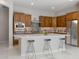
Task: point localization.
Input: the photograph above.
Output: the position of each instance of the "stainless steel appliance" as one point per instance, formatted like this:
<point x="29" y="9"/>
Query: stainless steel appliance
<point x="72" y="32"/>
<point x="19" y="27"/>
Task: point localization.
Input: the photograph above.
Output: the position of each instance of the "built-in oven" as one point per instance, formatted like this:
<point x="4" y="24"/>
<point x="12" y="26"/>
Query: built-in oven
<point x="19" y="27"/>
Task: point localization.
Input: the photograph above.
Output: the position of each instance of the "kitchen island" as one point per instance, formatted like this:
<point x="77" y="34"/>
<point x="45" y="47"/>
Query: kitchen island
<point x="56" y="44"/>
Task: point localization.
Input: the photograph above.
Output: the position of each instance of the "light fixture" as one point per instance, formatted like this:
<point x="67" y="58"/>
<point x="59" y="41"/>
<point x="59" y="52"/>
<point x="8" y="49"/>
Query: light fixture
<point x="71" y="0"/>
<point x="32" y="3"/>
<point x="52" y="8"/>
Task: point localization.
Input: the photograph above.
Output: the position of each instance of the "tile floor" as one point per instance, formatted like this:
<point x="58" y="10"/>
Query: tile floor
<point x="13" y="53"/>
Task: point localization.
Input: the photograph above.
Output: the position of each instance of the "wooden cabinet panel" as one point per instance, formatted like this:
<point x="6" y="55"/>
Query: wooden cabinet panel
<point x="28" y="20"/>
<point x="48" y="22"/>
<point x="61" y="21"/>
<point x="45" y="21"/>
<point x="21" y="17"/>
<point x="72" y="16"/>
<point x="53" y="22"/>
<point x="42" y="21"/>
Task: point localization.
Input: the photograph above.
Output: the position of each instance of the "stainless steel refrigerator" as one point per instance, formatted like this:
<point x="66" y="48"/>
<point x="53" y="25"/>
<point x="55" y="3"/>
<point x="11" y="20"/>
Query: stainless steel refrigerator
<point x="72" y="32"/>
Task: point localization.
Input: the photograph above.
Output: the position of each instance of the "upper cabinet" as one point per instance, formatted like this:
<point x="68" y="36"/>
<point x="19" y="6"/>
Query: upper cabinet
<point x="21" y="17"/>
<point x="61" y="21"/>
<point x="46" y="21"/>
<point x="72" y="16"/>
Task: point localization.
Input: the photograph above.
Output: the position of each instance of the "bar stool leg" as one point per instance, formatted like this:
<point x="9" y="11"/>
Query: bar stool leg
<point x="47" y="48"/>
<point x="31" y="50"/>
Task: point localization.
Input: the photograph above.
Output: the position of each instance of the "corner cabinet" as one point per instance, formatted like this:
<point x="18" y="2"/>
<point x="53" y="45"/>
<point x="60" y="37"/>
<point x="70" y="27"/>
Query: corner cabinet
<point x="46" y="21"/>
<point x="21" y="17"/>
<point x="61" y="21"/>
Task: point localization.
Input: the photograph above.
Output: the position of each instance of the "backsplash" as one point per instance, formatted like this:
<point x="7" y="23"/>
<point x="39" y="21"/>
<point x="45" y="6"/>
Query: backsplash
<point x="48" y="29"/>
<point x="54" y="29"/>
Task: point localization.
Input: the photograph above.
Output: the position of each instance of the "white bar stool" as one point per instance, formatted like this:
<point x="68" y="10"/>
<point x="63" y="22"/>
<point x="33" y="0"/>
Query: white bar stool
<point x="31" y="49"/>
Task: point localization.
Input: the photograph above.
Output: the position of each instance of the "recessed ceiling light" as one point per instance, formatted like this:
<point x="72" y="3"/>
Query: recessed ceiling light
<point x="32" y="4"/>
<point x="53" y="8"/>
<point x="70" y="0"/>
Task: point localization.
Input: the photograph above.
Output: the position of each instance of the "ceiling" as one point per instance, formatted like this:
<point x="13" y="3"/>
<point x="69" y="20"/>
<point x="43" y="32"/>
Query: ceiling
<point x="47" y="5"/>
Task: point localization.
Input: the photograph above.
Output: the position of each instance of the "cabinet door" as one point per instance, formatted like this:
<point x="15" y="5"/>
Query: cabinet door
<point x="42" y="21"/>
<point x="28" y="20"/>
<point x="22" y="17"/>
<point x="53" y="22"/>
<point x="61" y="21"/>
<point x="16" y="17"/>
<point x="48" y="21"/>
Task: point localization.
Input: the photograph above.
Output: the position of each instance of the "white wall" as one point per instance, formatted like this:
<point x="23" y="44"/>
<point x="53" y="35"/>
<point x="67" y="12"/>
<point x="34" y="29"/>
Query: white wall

******************************

[The task] Write every record out again exactly, omitting the pictures they hold.

[Result of the exercise]
Task: point localization.
Input: the photograph above.
Output: the position of each instance of the "stainless steel appliance" as one point per instance, formatted like this:
<point x="29" y="9"/>
Query: stainless steel appliance
<point x="72" y="32"/>
<point x="19" y="27"/>
Task: point localization.
Input: the photograph above.
Output: the position of each instance of the "built-in oven" as one point per instance, formatted like this:
<point x="4" y="24"/>
<point x="12" y="26"/>
Query: built-in oven
<point x="19" y="27"/>
Task: point localization.
Input: the photograph above.
Output: the position of each instance of the "kitchen island" as one point per instance, formatted like this:
<point x="77" y="34"/>
<point x="45" y="47"/>
Query: kitchen island
<point x="56" y="44"/>
Task: point localization.
Input: the photograph above.
Output: the position of each instance of the "light fixture" as one point per instance, formatted like this:
<point x="67" y="58"/>
<point x="59" y="41"/>
<point x="59" y="52"/>
<point x="8" y="49"/>
Query: light fixture
<point x="71" y="0"/>
<point x="32" y="3"/>
<point x="52" y="8"/>
Task: point localization.
Input: the photograph above.
Output: the position of each instance of the "tile floor" as one point per instance, formatted like this:
<point x="58" y="10"/>
Query: tile floor
<point x="13" y="53"/>
Task: point localization.
Input: the photograph above.
Output: the position of each instance of the "wooden cabinet panel" as one point per instance, formatted like this:
<point x="6" y="55"/>
Query: wooden cabinet panel
<point x="28" y="20"/>
<point x="48" y="22"/>
<point x="61" y="21"/>
<point x="45" y="21"/>
<point x="21" y="17"/>
<point x="72" y="16"/>
<point x="53" y="22"/>
<point x="42" y="21"/>
Task: point localization.
Input: the photograph above.
Output: the position of each instance of the "stainless steel refrigerator" as one point per instance, formatted like this:
<point x="66" y="48"/>
<point x="53" y="25"/>
<point x="55" y="3"/>
<point x="11" y="20"/>
Query: stainless steel refrigerator
<point x="72" y="32"/>
Task: point localization.
Input: the photograph above.
Output: the position of each instance of the "upper cabinet" as one point per instance, formatted like this:
<point x="68" y="36"/>
<point x="19" y="6"/>
Query: upper cabinet
<point x="21" y="17"/>
<point x="61" y="21"/>
<point x="46" y="21"/>
<point x="72" y="16"/>
Task: point localization.
Input: the photograph above.
Output: the position of each instance of the "bar stool leg" as one point per instance, formatted like this:
<point x="9" y="11"/>
Query: bar stool leg
<point x="47" y="48"/>
<point x="31" y="50"/>
Task: point localization.
Input: the photograph above.
Output: the position of each instance of the "corner cabinet" as one point per instance, formatted like this:
<point x="18" y="2"/>
<point x="53" y="45"/>
<point x="60" y="37"/>
<point x="70" y="27"/>
Query: corner cabinet
<point x="46" y="21"/>
<point x="21" y="17"/>
<point x="61" y="21"/>
Task: point localization.
Input: the photograph above.
Output: the position of each instance of the "backsplash" as one point per instance, formatted like this:
<point x="7" y="23"/>
<point x="39" y="21"/>
<point x="45" y="6"/>
Query: backsplash
<point x="48" y="29"/>
<point x="54" y="29"/>
Task: point localization.
Input: the photograph above.
Output: the position of each instance of the "white bar stool" as one point per instance, formatted like this:
<point x="68" y="10"/>
<point x="63" y="22"/>
<point x="33" y="0"/>
Query: white bar stool
<point x="31" y="49"/>
Task: point localization.
Input: the photograph above.
Output: the position of each instance of the "recessed ceiling light" as one point per instance, formatted like this:
<point x="72" y="3"/>
Query: recessed ceiling light
<point x="32" y="4"/>
<point x="53" y="8"/>
<point x="70" y="0"/>
Task: point localization.
Input: the photograph above.
Output: the position of each instance of the "ceiling" as one point per instance, formatted like this:
<point x="13" y="3"/>
<point x="69" y="20"/>
<point x="43" y="32"/>
Query: ceiling
<point x="47" y="5"/>
Task: point localization.
Input: the photograph above.
Output: the position of each instance of the "cabinet door" as one point per instance, formatted like this:
<point x="15" y="5"/>
Query: cabinet door
<point x="42" y="21"/>
<point x="28" y="20"/>
<point x="22" y="17"/>
<point x="53" y="22"/>
<point x="61" y="21"/>
<point x="16" y="17"/>
<point x="48" y="21"/>
Task: point localization.
Input: the photograph above.
Output: the position of each instance of the "white wall" as one point per instance, formatted like this:
<point x="23" y="44"/>
<point x="53" y="35"/>
<point x="67" y="12"/>
<point x="34" y="29"/>
Query: white wall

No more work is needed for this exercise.